> _Text passage_
::::
With the overarching goal of preparing students for a rigorous middle school program, our fourth-grade teachers will challenge our students to perform above grade level.
Students can begin exploring their topics of interest in further depth thanks to elective enrichment courses in mathematics, reading, foreign language, and technology.
By supplementing our strong academic core with allocated time for the arts, technology, physical education, and character development, our fourth-grade graduates will have the tools and the attitude to thrive in middle school and in life.
Curriculum
Pioneer’s K–4 Language Arts program is based on the reading and writing workshop model developed by Teachers College at Columbia University. This focused approach ensures that each student develops the skills needed to excel as a reader, writer, speaker, and listener. Our classroom libraries are loaded with engaging titles from our students' favorite series, all of which are ideal for elementary school libraries.
Through read-alouds, guided reading, and book groups, children develop listening and comprehension skills and learn to express their ideas. “Read, Stop, Think!” strategies are taught to build skills in predicting, visualizing, summarizing, and making inferences.
Grammar, spelling, and vocabulary are integrated as students master mechanics while writing for a variety of audiences and in a wide range of genres. The writing process includes pre-writing, revising, and editing. Each student is encouraged to develop skills that lead to a lifelong love of reading while guided in developing a voice as a writer.
- Each session begins with a mini lesson. Kids sit with a long-term partner while in the mini lesson.
- The mini lesson ends with the kids being sent off to their own independent work.
- As students work, the teacher confers with them and leads small groups.
- Partway through independent work time, the teacher stands and delivers a mid-workshop teaching point.
- The workshop ends with a share.
Reading
Students' active reading skills continue to improve. As students develop the abilities to conduct in-depth research, they are encouraged to read for information. Note-taking, underlining, summarizing, and utilizing tables of contents, bibliographies, and glossaries are all areas where students concentrate. Fourth graders learn to summarize stories, examine the author's craft, and identify themes. They support their interpretations of the text with evidence from the text. They also learn to synthesize information from both fiction and nonfiction works
Writing
In fourth grade, students will write narratives to develop real and imagined experiences using dialogue, descriptions, sensory details, and transition words. Writers will develop informational texts using examples, definitions, quotations, and domain specific words. In opinion writing, students will write essays that contain reasons supported with facts, examples, mini stories, and quotes. Using print and Web-based resources, students write introductory, supporting, and concluding paragraphs and a bibliography to be presented in google slides, including illustrations, maps, and a 3-D model.
::::
> _Information given_
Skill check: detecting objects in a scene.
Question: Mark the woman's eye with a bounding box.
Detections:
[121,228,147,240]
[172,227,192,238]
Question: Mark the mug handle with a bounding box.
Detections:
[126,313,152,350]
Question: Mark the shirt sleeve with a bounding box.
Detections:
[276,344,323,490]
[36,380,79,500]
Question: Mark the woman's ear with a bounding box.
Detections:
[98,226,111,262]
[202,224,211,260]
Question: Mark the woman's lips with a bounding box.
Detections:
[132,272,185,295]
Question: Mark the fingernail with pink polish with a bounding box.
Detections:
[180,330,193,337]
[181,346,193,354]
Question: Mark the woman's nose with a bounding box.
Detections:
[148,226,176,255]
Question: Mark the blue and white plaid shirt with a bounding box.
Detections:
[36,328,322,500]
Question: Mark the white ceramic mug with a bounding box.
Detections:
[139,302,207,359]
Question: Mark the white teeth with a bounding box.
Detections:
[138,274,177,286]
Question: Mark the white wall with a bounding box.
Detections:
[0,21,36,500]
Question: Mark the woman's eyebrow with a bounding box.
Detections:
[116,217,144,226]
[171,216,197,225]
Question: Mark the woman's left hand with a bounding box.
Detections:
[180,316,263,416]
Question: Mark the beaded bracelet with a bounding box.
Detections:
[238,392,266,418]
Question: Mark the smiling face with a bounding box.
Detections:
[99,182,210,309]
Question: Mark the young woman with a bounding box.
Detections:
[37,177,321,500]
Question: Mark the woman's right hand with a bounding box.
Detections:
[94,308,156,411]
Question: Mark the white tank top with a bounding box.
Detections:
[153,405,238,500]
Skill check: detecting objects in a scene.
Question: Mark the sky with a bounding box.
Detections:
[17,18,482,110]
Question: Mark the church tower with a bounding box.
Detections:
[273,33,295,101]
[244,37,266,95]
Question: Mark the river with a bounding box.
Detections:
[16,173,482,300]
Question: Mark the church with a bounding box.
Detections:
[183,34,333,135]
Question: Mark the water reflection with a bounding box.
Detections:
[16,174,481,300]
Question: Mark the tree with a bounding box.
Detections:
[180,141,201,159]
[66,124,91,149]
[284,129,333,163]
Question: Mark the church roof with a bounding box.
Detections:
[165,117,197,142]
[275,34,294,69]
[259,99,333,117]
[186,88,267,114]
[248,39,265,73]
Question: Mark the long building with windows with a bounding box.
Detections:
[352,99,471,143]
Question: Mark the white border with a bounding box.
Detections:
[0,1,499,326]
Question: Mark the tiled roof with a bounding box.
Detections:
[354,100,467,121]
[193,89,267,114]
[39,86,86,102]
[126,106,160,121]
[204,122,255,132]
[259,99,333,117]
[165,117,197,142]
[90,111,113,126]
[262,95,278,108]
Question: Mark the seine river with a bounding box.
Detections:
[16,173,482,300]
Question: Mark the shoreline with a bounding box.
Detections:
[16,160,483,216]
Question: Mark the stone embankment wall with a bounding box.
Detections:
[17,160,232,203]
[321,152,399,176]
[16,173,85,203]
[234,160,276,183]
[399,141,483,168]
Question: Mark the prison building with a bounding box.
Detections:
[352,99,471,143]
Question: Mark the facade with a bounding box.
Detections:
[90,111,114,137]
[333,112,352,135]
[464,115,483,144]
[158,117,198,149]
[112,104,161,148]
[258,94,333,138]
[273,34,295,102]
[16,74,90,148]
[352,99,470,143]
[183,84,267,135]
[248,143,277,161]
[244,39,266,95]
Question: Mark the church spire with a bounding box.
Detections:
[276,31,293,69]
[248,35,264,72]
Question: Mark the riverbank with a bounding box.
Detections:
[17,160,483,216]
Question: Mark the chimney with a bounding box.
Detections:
::::
> _What the task requires_
Rewrite everything from "Grammar, spelling, and" down to "mid-workshop teaching point." in the fourth-grade curriculum text, substituting "short lesson" for "mini lesson".

> _Result for this task_
Grammar, spelling, and vocabulary are integrated as students master mechanics while writing for a variety of audiences and in a wide range of genres. The writing process includes pre-writing, revising, and editing. Each student is encouraged to develop skills that lead to a lifelong love of reading while guided in developing a voice as a writer.
- Each session begins with a short lesson. Kids sit with a long-term partner while in the short lesson.
- The short lesson ends with the kids being sent off to their own independent work.
- As students work, the teacher confers with them and leads small groups.
- Partway through independent work time, the teacher stands and delivers a mid-workshop teaching point.